Exercise inputs:
____________
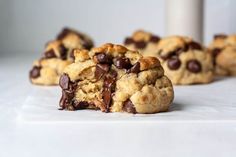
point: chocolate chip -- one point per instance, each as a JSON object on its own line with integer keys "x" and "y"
{"x": 194, "y": 66}
{"x": 122, "y": 63}
{"x": 63, "y": 52}
{"x": 63, "y": 100}
{"x": 35, "y": 72}
{"x": 140, "y": 44}
{"x": 109, "y": 82}
{"x": 64, "y": 81}
{"x": 216, "y": 52}
{"x": 129, "y": 41}
{"x": 72, "y": 54}
{"x": 154, "y": 39}
{"x": 128, "y": 106}
{"x": 220, "y": 36}
{"x": 104, "y": 58}
{"x": 135, "y": 68}
{"x": 174, "y": 63}
{"x": 50, "y": 54}
{"x": 194, "y": 45}
{"x": 63, "y": 33}
{"x": 87, "y": 45}
{"x": 101, "y": 69}
{"x": 112, "y": 73}
{"x": 68, "y": 91}
{"x": 106, "y": 95}
{"x": 80, "y": 105}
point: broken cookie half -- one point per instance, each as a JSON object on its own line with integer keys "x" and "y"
{"x": 112, "y": 78}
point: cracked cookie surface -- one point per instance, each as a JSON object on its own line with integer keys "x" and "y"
{"x": 112, "y": 78}
{"x": 57, "y": 55}
{"x": 185, "y": 61}
{"x": 223, "y": 51}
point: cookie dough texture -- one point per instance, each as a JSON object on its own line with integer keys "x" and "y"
{"x": 112, "y": 78}
{"x": 57, "y": 55}
{"x": 223, "y": 51}
{"x": 185, "y": 61}
{"x": 143, "y": 41}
____________
Produce an exact copy of the lines from the one containing "point: broken cookie" through the last line, and of nothing else.

Reply:
point: broken cookie half -- one point per instance, each as a JSON object on its own line with integer keys "x" and "y"
{"x": 112, "y": 78}
point: cracked cookie surface -- one point per instance, each as a JSON object on its own line with integer keys "x" and "y"
{"x": 112, "y": 78}
{"x": 57, "y": 55}
{"x": 185, "y": 61}
{"x": 223, "y": 51}
point: cookie dough texture -- one point per instance, each as a JSON object on its own line with integer keys "x" and "y"
{"x": 112, "y": 78}
{"x": 57, "y": 55}
{"x": 223, "y": 51}
{"x": 185, "y": 61}
{"x": 143, "y": 41}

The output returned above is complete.